**WHAT YOU WILL DO:** Wherever "segment" appears in the records below, copy the line that holds it.

**GIVEN INFORMATION:**
[Start of section]

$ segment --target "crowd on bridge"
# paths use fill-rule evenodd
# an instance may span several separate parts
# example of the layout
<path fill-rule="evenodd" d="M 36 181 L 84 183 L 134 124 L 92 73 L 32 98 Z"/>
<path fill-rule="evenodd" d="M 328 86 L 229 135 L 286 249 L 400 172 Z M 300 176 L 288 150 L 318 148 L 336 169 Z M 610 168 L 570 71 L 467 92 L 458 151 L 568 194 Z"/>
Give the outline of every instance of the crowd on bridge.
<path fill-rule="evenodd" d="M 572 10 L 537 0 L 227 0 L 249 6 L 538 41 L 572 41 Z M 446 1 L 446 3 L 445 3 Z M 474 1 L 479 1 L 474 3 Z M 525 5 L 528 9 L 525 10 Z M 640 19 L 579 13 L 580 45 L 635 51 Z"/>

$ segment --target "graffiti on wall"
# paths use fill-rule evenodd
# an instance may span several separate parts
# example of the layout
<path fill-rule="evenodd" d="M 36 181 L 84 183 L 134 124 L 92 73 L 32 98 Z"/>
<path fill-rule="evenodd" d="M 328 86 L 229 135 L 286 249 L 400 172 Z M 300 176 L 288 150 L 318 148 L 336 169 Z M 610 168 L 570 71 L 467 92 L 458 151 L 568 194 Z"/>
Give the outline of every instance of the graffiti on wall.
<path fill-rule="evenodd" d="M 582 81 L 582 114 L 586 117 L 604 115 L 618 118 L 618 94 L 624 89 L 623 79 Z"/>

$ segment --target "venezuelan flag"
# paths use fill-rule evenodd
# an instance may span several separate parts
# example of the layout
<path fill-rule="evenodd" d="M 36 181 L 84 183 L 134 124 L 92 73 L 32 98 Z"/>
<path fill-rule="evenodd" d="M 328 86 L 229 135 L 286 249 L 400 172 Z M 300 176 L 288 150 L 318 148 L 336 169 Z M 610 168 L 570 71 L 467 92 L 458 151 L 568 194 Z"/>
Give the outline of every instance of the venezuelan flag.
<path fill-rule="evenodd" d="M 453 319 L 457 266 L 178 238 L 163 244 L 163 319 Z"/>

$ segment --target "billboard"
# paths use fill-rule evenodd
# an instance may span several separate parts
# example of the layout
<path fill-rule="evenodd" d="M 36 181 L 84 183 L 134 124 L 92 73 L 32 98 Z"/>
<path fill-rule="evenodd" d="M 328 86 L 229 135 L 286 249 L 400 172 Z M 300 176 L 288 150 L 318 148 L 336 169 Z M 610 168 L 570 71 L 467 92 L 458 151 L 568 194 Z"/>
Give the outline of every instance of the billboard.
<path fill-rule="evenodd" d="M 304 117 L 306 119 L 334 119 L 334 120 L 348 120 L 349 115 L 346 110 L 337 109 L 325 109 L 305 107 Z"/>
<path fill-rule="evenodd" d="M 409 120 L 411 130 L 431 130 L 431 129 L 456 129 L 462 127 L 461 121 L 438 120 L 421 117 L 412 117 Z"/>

[End of section]

**WRITTEN SOLUTION:**
$ segment --target "crowd on bridge"
$ segment --target "graffiti on wall"
$ segment --target "venezuelan flag"
$ segment --target "billboard"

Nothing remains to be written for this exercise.